Problem to work on
Report the count, and only the count, of lines in the records that include the word "bamboo".

[Point localization data]
<<<<
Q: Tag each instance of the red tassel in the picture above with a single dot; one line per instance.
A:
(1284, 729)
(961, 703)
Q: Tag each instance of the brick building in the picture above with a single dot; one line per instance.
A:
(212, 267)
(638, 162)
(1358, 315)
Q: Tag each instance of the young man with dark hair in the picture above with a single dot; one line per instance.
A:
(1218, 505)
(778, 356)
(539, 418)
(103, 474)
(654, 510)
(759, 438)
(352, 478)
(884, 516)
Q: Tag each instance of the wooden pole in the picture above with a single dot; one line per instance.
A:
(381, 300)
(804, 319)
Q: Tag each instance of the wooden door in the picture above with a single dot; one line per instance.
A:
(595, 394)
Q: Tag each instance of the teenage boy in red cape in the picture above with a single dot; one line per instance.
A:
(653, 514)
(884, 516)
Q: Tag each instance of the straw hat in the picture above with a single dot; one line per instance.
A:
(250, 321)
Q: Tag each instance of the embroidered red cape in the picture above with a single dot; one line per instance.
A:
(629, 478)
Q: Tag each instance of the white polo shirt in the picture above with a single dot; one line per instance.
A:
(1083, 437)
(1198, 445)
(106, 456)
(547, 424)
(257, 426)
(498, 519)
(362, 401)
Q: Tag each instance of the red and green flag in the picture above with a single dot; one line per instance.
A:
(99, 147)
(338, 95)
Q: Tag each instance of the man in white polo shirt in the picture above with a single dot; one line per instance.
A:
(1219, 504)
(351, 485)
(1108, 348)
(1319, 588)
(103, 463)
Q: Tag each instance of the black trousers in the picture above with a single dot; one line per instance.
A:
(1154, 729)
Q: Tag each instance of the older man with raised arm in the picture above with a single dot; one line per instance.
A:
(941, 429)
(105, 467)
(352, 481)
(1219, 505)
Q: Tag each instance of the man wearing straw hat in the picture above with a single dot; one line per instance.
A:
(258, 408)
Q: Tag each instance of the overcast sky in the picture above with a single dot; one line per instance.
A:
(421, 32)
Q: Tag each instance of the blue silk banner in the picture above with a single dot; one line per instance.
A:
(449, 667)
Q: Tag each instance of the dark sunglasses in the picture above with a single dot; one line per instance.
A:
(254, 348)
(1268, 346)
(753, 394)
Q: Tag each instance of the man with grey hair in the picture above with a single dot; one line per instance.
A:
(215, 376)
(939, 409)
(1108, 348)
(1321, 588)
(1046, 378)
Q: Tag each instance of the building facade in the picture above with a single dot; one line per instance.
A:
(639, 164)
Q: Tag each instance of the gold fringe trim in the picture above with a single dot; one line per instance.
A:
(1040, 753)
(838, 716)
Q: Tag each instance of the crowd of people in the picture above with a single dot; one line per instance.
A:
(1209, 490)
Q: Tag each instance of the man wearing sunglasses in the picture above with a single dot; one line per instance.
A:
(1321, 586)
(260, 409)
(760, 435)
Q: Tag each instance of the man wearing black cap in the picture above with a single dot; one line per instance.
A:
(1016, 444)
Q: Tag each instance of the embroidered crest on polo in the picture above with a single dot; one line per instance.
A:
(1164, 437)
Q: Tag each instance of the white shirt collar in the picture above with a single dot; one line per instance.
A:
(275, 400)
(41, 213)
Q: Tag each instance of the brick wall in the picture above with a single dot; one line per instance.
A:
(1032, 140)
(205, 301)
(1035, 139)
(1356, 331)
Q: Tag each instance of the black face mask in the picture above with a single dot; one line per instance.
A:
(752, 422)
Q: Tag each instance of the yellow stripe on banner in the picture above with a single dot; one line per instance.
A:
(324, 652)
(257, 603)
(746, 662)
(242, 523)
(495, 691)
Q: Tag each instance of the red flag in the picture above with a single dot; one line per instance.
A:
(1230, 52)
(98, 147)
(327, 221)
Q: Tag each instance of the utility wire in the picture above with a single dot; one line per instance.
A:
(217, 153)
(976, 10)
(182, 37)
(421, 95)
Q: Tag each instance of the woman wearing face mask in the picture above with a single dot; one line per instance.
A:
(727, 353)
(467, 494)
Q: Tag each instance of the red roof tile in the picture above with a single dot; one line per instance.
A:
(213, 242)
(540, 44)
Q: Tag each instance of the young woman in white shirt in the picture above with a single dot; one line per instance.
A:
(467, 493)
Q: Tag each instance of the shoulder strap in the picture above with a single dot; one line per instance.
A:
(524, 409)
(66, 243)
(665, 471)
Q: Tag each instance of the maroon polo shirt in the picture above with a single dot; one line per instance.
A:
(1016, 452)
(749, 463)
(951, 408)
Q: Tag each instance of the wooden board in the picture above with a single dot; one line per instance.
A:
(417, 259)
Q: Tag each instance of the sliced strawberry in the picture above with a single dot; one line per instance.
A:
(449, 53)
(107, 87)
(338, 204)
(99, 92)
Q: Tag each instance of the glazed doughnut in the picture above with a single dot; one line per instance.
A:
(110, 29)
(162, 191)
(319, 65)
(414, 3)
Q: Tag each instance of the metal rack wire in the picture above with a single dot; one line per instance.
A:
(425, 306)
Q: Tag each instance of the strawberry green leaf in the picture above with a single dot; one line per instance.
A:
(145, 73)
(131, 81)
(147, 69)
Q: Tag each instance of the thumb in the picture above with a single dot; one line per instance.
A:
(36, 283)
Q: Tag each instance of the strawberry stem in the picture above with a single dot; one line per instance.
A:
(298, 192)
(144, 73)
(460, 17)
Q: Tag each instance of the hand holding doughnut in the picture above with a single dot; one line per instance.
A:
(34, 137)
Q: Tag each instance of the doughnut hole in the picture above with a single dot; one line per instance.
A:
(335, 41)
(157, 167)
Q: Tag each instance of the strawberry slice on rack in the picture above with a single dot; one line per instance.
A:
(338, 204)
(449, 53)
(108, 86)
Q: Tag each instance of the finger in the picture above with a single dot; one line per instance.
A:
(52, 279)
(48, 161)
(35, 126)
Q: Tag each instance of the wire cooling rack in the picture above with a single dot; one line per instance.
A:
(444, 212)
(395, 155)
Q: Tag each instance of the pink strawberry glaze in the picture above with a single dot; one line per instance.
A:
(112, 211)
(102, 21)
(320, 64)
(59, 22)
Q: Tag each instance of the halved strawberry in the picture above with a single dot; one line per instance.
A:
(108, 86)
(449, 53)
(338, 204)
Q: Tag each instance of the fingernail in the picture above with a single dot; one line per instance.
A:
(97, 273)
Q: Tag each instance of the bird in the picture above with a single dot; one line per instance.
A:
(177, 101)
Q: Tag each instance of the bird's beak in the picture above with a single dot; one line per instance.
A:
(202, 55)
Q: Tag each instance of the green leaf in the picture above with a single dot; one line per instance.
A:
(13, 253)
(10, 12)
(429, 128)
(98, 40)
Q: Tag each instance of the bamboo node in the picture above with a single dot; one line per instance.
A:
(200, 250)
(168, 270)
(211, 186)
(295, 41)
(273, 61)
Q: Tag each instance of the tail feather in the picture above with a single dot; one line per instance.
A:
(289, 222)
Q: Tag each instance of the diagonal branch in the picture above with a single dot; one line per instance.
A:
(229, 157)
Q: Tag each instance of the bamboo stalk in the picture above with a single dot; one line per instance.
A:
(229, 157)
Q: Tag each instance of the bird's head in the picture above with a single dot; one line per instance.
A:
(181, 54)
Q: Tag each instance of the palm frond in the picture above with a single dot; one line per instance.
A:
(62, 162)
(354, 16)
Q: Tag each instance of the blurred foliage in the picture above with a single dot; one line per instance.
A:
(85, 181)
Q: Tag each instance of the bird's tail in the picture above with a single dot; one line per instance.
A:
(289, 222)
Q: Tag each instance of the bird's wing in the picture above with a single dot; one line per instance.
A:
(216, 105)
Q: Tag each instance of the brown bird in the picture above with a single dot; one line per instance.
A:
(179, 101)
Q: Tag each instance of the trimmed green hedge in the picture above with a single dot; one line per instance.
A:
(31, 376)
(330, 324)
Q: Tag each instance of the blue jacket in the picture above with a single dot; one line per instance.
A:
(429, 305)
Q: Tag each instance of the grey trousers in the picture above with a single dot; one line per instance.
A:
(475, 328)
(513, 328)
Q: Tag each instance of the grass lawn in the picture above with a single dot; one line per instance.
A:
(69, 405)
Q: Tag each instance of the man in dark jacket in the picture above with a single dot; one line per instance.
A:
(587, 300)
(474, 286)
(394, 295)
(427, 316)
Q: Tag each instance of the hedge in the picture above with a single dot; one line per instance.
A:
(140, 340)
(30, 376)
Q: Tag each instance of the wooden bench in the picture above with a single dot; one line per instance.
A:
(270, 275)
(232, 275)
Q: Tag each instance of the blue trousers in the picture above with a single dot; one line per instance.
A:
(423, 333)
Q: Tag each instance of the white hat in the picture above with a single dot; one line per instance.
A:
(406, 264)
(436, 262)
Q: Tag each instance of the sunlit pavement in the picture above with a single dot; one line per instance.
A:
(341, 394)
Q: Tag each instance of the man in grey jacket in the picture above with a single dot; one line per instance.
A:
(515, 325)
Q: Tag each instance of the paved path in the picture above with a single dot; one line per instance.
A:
>>>>
Written answer
2